#### TASK TO CARRY OUT
Copy each line of the listing that includes "yellow".

#### SUPPLIED INFORMATION
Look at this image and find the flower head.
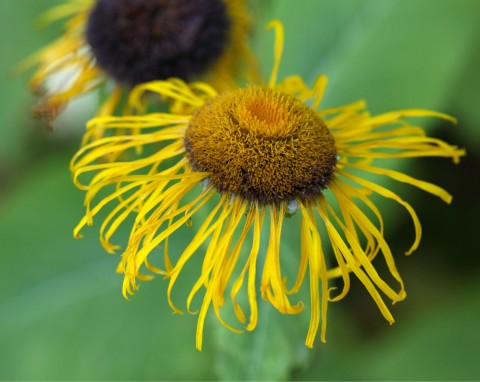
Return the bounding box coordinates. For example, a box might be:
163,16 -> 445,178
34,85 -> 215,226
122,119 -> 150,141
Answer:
21,0 -> 257,123
71,21 -> 465,350
185,85 -> 337,203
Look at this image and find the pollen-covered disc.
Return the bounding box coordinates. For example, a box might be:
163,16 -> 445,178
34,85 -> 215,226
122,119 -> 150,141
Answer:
185,86 -> 337,204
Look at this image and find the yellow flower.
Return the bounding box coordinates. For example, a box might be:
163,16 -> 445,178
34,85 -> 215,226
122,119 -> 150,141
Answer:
71,21 -> 465,350
21,0 -> 257,124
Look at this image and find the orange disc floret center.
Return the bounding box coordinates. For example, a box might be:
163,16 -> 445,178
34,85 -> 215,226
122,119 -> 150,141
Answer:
184,86 -> 337,204
241,96 -> 290,137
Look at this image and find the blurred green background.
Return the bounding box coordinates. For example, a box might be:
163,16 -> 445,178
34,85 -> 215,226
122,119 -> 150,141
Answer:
1,0 -> 479,380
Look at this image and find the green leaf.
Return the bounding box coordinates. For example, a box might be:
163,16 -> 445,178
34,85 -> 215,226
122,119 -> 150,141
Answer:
0,153 -> 216,380
0,1 -> 61,165
256,0 -> 480,114
213,300 -> 313,381
293,271 -> 480,380
361,281 -> 480,380
448,23 -> 480,149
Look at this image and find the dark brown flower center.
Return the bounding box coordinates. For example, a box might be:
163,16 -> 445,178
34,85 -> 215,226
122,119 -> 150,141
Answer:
86,0 -> 230,86
185,86 -> 337,204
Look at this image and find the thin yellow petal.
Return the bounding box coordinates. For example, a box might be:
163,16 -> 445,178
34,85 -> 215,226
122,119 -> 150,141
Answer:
345,163 -> 453,203
317,199 -> 395,324
339,170 -> 421,256
266,20 -> 284,88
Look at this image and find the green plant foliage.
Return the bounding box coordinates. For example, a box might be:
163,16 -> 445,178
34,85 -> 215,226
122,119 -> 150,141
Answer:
0,155 -> 218,380
213,302 -> 312,381
259,0 -> 480,114
294,281 -> 480,380
0,1 -> 59,165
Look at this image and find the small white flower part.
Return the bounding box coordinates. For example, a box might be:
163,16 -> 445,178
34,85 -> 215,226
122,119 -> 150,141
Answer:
200,177 -> 210,191
287,199 -> 299,215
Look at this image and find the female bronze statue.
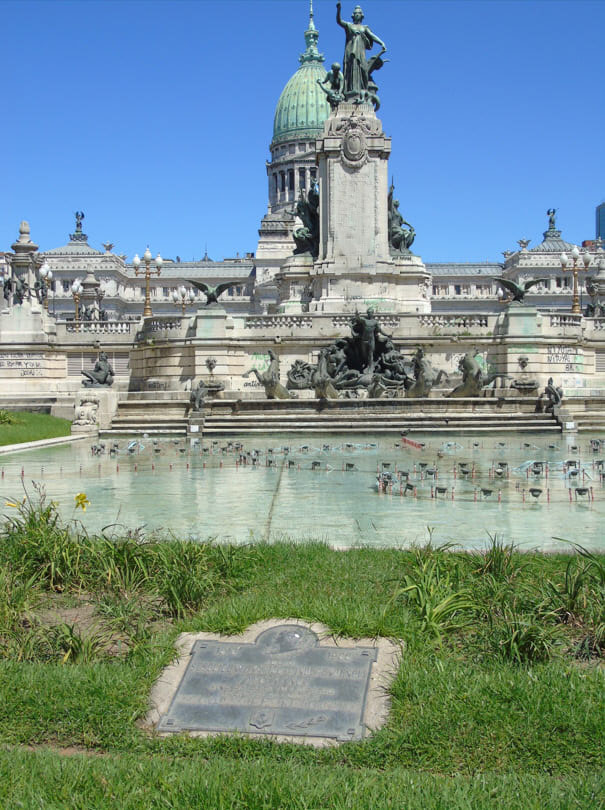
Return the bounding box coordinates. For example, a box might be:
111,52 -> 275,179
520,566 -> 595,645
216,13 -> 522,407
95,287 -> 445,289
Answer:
336,3 -> 386,102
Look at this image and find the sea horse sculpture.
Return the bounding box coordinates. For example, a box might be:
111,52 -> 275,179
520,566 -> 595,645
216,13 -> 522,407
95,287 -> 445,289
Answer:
243,350 -> 291,399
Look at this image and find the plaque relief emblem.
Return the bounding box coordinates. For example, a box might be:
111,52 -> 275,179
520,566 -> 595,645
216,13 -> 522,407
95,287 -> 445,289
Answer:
341,124 -> 368,169
249,711 -> 274,730
158,624 -> 378,741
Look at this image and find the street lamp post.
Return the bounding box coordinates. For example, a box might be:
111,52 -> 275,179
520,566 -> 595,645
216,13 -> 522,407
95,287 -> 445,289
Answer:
39,262 -> 53,311
171,285 -> 196,315
71,280 -> 83,329
560,246 -> 591,315
133,247 -> 162,317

#### ANSWER SECTION
Look at this image and find the yellow flower.
Look at this image and find the thin yellow petal.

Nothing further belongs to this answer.